Task prompt —
Read the records beneath this task and copy every line that contains the string "dark".

Point localization data
BEGIN
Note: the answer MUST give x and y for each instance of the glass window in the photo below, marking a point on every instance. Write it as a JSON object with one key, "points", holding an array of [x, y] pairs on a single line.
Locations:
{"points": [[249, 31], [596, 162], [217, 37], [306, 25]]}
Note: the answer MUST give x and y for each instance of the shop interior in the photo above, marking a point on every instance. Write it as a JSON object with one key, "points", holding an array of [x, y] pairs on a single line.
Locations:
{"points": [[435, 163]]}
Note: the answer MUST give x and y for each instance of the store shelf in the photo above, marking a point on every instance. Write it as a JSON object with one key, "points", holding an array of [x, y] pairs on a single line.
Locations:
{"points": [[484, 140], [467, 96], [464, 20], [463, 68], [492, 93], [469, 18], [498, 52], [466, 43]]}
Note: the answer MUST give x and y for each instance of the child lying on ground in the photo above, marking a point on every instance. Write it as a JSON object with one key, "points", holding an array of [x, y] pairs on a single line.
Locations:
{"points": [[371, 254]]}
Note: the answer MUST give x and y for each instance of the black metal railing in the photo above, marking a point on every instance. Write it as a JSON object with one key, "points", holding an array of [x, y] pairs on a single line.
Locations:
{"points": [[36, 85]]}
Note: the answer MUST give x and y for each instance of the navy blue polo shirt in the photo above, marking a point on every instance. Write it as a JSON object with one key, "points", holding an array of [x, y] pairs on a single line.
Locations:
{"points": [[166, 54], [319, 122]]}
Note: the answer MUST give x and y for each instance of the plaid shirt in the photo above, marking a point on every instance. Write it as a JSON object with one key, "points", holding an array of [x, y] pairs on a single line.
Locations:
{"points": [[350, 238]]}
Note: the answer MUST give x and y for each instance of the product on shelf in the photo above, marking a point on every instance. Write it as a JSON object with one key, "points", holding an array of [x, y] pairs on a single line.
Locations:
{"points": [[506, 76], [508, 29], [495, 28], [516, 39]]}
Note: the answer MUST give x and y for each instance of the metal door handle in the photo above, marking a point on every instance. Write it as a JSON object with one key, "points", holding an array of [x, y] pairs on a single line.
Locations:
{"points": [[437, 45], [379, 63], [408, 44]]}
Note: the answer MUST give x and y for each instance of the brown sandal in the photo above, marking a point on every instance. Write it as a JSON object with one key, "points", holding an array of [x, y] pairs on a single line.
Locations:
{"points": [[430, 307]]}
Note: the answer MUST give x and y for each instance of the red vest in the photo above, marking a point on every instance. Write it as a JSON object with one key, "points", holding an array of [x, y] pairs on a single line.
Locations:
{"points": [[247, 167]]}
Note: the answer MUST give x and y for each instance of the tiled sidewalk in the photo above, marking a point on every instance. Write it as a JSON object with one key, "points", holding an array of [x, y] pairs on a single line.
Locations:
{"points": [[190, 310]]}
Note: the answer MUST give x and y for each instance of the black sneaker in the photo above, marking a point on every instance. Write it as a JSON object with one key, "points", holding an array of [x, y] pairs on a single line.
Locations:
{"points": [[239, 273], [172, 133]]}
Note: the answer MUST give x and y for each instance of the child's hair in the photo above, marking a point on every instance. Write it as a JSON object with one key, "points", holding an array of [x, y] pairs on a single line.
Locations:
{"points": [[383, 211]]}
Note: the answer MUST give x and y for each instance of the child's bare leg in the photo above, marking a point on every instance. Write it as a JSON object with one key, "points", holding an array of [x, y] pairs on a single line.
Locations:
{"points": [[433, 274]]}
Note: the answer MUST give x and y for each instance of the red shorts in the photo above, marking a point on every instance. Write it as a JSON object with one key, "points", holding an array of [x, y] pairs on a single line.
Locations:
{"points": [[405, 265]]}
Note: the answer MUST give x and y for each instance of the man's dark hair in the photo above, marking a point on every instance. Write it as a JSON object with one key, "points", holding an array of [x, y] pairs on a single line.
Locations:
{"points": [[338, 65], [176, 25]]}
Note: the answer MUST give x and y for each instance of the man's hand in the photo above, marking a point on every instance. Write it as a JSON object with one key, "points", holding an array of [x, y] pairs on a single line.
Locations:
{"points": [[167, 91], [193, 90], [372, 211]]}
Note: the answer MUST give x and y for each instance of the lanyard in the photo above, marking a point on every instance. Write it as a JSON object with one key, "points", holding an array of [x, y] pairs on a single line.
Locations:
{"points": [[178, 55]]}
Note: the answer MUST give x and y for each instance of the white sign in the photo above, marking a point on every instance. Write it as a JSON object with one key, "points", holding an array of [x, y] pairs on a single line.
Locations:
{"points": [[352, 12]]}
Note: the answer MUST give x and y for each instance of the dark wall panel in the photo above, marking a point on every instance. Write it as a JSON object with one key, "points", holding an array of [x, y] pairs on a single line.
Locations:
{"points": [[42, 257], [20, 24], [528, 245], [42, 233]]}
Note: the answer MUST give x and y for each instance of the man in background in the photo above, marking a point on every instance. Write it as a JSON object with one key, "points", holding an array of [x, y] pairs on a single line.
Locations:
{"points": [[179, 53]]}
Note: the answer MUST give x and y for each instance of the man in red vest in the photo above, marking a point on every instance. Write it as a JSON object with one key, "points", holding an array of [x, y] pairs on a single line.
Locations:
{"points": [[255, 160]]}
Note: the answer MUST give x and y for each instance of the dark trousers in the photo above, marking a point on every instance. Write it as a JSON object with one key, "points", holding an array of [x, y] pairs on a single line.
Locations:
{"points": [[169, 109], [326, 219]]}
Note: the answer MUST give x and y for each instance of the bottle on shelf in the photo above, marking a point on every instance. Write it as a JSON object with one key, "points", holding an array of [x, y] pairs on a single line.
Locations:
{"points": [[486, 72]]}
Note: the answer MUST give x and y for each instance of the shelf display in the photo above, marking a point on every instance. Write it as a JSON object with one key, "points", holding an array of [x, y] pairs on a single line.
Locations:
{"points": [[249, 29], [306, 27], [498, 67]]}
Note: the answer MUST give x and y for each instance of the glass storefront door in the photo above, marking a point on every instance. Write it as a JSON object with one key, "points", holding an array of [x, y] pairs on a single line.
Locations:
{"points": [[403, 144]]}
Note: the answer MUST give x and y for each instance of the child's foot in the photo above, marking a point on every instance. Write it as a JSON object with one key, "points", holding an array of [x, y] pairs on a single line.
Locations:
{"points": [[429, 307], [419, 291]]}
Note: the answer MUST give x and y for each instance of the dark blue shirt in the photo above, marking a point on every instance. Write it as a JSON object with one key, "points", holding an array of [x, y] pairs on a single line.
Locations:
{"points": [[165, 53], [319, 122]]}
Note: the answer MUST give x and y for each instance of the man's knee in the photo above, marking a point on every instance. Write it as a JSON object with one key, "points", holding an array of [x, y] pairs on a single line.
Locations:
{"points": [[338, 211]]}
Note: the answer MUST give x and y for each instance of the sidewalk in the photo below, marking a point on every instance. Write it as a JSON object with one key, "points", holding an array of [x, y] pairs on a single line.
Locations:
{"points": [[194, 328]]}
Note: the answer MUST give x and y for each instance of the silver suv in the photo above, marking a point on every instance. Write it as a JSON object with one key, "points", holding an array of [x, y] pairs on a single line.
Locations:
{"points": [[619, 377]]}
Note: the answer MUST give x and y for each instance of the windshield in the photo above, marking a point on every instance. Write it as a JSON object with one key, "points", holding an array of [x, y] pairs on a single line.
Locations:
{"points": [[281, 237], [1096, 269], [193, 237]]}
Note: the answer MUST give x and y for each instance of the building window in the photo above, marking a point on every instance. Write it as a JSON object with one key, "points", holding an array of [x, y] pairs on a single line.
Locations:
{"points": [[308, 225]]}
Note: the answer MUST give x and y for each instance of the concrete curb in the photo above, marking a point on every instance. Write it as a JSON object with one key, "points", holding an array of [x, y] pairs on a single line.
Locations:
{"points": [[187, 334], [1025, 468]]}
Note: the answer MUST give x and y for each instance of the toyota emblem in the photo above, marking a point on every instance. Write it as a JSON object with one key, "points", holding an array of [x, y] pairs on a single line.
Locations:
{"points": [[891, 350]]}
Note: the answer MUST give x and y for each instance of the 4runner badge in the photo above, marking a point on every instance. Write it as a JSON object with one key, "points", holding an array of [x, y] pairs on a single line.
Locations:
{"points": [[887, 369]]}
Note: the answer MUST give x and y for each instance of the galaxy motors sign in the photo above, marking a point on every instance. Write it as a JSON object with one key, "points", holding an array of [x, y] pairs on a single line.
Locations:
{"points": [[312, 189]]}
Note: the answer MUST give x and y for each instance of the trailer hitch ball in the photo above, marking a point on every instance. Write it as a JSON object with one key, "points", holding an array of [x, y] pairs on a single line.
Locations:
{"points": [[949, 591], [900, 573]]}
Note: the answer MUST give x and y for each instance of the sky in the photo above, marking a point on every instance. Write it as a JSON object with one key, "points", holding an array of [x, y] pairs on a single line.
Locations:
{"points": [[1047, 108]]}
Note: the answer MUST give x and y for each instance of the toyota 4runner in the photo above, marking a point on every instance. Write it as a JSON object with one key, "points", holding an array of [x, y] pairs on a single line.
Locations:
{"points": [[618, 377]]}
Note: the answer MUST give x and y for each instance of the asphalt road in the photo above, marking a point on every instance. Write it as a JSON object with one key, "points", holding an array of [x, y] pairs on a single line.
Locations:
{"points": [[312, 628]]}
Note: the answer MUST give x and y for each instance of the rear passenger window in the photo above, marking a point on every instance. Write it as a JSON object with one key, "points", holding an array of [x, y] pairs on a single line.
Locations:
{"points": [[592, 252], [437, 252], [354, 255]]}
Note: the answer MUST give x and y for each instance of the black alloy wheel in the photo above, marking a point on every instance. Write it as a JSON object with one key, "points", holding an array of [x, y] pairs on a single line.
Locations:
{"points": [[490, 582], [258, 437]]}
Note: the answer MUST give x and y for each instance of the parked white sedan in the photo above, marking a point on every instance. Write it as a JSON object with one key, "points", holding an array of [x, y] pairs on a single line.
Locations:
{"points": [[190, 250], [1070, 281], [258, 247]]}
END
Problem solution —
Note: the answer MUST give x and y for each instance of the man's dark hair in the photo above, marking a point on every instance. Write it as a JSON object with one key, "points", holding an array of [x, y] pairs on a single line.
Note: the answer MUST give x and y for each instance of the dark wall panel in the photo above, marking a point on every instance. Write it as a JSON object with one key, "points", holding an array of [x, y] pairs on a single line.
Note: the answer MUST give x and y for each instance of the dark trousers in the photo above, marking a point on every instance. Write it as a JSON object with one key, "points", holding an array of [x, y] pairs on a single line.
Note: the answer MUST give x and y for each instance of the dark blue shirt in the photo above, marking a point on every instance. Write it as a JSON object with one key, "points", holding an array of [x, y] pairs on a single line.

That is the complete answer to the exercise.